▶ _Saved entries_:
● ● ● ● ● ● ●
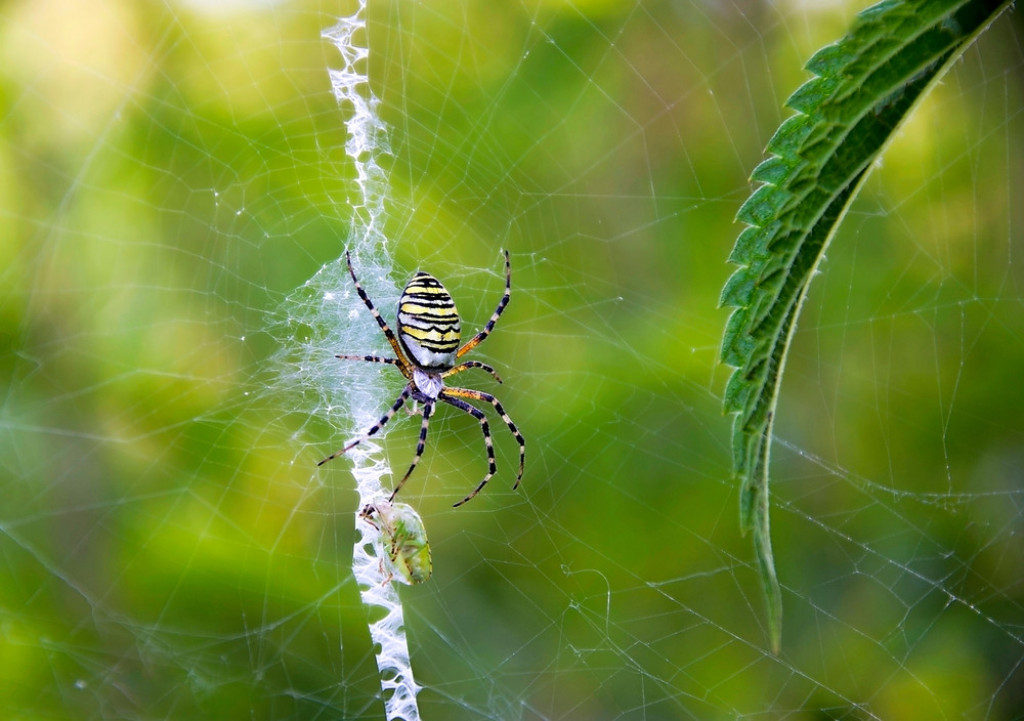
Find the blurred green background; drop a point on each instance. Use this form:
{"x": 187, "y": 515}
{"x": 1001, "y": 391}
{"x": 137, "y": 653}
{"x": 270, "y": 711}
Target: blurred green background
{"x": 170, "y": 172}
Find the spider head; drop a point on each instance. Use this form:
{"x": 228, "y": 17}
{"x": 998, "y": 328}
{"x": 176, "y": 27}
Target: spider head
{"x": 429, "y": 384}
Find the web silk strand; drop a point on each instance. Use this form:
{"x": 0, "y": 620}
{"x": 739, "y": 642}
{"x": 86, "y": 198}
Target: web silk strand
{"x": 367, "y": 142}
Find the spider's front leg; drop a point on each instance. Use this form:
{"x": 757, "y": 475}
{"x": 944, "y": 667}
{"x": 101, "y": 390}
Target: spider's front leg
● ● ● ● ● ● ●
Please copy each line of the records above that holds the word "instance".

Find the blurred green background; drop a point on each instance. Use this form:
Find the spider head; drop a point on each instance. Use this form:
Find the web silk strand; drop a point on each instance. Use this form:
Find the spider's front leg; drop a point on each instance. Use this form:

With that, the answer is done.